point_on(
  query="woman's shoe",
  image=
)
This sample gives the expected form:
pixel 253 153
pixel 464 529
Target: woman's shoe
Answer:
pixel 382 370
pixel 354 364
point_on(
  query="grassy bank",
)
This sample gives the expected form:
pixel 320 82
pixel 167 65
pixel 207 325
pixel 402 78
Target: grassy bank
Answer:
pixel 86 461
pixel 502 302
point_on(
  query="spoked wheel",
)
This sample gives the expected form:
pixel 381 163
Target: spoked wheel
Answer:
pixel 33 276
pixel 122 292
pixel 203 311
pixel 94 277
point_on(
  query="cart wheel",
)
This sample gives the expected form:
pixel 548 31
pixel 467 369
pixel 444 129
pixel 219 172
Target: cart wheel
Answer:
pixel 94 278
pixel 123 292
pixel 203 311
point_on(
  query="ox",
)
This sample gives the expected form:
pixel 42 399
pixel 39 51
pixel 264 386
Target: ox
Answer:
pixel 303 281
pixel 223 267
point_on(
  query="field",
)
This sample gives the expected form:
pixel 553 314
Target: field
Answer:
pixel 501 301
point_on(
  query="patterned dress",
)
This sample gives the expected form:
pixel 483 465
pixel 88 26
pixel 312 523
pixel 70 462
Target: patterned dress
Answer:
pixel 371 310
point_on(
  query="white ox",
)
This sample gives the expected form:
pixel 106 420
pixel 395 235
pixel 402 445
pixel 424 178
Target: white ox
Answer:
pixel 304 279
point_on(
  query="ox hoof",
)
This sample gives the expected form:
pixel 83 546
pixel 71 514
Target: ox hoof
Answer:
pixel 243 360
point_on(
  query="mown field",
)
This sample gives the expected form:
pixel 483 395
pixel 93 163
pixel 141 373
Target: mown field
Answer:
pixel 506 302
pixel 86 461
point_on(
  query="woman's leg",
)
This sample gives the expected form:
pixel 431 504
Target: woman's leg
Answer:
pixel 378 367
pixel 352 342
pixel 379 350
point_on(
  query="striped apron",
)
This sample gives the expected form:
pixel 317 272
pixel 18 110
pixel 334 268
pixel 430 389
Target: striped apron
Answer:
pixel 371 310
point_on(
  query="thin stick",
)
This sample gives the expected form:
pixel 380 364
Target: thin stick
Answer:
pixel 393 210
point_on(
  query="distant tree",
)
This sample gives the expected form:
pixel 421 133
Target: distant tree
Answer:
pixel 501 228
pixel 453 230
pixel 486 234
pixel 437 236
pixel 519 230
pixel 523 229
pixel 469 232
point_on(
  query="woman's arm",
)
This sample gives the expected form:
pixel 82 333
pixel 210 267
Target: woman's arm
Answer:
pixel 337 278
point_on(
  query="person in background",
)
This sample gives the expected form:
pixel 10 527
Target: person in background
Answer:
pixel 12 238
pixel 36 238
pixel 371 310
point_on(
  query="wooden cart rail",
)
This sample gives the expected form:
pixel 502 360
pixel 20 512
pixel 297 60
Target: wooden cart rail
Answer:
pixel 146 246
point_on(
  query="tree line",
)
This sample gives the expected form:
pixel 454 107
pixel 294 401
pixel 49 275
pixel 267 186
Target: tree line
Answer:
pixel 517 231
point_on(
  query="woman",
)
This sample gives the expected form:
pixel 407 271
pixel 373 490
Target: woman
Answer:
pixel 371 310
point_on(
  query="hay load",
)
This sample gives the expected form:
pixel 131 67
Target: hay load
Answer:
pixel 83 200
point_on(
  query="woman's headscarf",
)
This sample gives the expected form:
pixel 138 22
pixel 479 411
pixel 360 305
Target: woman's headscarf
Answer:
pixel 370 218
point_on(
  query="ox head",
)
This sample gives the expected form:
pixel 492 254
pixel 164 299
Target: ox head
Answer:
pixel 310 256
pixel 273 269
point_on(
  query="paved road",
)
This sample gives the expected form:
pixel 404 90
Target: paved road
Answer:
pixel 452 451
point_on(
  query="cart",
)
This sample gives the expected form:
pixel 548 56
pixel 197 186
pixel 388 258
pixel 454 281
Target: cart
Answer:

- INSTRUCTIONS TO FOLLOW: The answer must consist of every line above that holds the string "person", copied exactly.

- ANSWER FOR THIS EXERCISE:
  query="person in background",
Target: person in background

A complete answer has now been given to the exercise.